Passage to read —

High-Definition, Deep-Focus Still Life (with Photoshop Auto-Align Layers and Auto-Blend Layers)

– This article is intended mainly to explain in depth the techniques and procedures I’ve evolved, using mainly Photoshop’s Auto-Blend Layers and Auto-Align Layers commands, in order to make extra-large digital images which have at the same time a depth of focus that is not possible by ordinary means.  It is aimed at relatively serious photographers who are competent in Photoshop and who are willing to do something technically a bit ambitious (really more arduous than difficult), or at anyone who wants to know in detail (whatever be the reason) about such a procedure.

– It is not, however, a set of instructions – for this, see the article Step by Step Instructions, right nearby here in Artist's Statements.  (A shorter, more general article, "An Introductory Essay", grouped with the photos themselves, gives a simpler account of these procedures, as well as the background of their development, repeating some of the substance of this article.)  My purpose is somewhat didactic, so I will be mentioning aspects that some will find either elementary or tediously precise.  Along the way there are numerous digressions, mostly relegated to footnotes, indicated by bracketed, small-case Roman numerals, to be found at the bottom of the page.

– By “high definition” I mean extra-large images assembled from two or more separate photographs of different sections of a subject, thus achieving a higher definition (or a larger image size) than would be possible with a single image, which is of course limited to the pixel resolution of the camera used.  In my practice, this usually means four or six sections of a subject, moderately rectangular or square, in a 2x2 or 3x2 configuration.  At times, with a very long subject, just two sections are butted together in a 1x2 grid, the long way, or three sections in a 1x3 configuration, the short way.  (I once photographed a subject in twelve sections, but this is unmanageably big.)  A full frame from the Canon 5D is 5616 x 3744 pixels, which at 300 pixels per inch (a generous standard resolution for high-quality printing) is 47.55 x 31.7 cm, or roughly 18-3/4 x12-1/2 inches; multiply these by two or three to get an idea of the difference.

– By “deep focus” I mean not just the satisfactory depth-of-field any competent photographer knows how to control, but a total focus achieved by combining the sharpest parts of several separately-focused images of the same subject.  Think of a sandwich of different focuses, of which the sharpest areas will be eventually shown and the rest hidden.  If you want to visualize the overall structure of an image assembled this way, in terms both of multiple sections and deep focus, imagine (presuming a 2x2 configuration) four rectangular sandwiches butted up against one another: each sandwich is a section of the overall image, and the layers of the sandwich are the separate, differently-focused layers of each section.

– I make still-life photographs in the studio.  My subjects are generally smallish objects, either found or fashioned by me, arranged in boxes, trays, drawers, or shelves, sometimes compartmented, which serve both as settings and as compositional or organizing devices.  These “containers” are usually of small and medium sizes, from perhaps 6”x8” to 24”x30” or so, and rather shallow, say, from two to four inches in depth.  They are photographed straight-on.  Technically they could hardly be easier – when I made them with the view camera I made only the slightest movements of the swings and tilts of the lens or back (to adjust either the plane of sharp focus or the rectilinearity of the subject on the ground glass).  I keep the lighting simple, a large box light or tent, with electronic flash.  When I used a 4”x5” view camera for these photographs, I did quite well with the depth of focus using an aperture of f/22 or f/32 or so, using either a moderately wide-angle or moderately telephoto lens.

Source data —
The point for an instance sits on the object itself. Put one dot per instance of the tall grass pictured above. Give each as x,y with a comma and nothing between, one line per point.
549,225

Stated goal —
Rewrite the article on deep-focus still life from "High-Definition, Deep-Focus Still" up to and including "such a procedure.", with "photographers" swapped for "photography enthusiasts" throughout. Nothing in the listing is needed here.

Output of the task —
High-Definition, Deep-Focus Still Life (with Photoshop Auto-Align Layers and Auto-Blend Layers)

– This article is intended mainly to explain in depth the techniques and procedures I’ve evolved, using mainly Photoshop’s Auto-Blend Layers and Auto-Align Layers commands, in order to make extra-large digital images which have at the same time a depth of focus that is not possible by ordinary means.  It is aimed at relatively serious photography enthusiasts who are competent in Photoshop and who are willing to do something technically a bit ambitious (really more arduous than difficult), or at anyone who wants to know in detail (whatever be the reason) about such a procedure.